:: What is needed ::
Set down exactly the entries below, beginning at their first line and ending at the line with "spot the single blueberry.".

%%

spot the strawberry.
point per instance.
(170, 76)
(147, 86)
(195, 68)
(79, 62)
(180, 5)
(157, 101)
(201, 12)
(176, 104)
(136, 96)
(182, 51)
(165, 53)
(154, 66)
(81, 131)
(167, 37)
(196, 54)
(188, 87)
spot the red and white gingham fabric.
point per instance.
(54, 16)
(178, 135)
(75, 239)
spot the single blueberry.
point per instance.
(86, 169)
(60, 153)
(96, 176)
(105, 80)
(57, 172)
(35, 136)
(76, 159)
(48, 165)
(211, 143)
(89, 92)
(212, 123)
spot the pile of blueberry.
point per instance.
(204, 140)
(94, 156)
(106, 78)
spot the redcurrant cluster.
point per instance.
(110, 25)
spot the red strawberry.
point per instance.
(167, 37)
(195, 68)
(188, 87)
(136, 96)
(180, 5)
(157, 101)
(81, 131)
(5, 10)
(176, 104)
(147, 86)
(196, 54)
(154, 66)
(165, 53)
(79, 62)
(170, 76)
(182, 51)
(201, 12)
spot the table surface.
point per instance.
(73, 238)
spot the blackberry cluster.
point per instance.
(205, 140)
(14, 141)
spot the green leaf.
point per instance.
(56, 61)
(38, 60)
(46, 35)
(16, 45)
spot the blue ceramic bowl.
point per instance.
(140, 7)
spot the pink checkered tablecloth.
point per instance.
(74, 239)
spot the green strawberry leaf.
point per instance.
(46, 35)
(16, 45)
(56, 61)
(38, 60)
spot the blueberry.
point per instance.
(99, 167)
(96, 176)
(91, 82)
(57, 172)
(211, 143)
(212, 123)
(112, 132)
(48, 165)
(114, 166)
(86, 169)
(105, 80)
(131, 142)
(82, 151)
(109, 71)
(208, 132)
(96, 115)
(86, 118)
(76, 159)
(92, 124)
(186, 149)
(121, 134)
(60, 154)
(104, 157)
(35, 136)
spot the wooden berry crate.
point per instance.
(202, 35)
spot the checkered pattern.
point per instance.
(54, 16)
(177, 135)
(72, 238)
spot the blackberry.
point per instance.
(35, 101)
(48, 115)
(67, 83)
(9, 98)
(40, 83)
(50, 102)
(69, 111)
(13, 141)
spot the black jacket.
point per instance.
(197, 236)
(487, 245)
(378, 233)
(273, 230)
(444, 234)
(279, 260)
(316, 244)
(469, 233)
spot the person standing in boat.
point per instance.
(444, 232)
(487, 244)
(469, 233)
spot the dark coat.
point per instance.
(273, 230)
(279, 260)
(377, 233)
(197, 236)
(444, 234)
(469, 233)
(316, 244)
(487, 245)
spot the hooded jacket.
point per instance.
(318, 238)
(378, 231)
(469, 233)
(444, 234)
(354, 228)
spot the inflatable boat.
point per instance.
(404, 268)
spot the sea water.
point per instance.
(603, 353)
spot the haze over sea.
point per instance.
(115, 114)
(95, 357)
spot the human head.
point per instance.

%%

:: Response to this exercise ::
spot the strawberry.
point per instance.
(170, 76)
(147, 86)
(195, 68)
(79, 62)
(180, 5)
(157, 101)
(201, 12)
(176, 104)
(136, 96)
(182, 51)
(165, 53)
(154, 66)
(81, 131)
(167, 37)
(196, 54)
(188, 87)
spot the red and white gingham fabric.
point per instance.
(54, 16)
(178, 135)
(75, 239)
spot the single blueberry.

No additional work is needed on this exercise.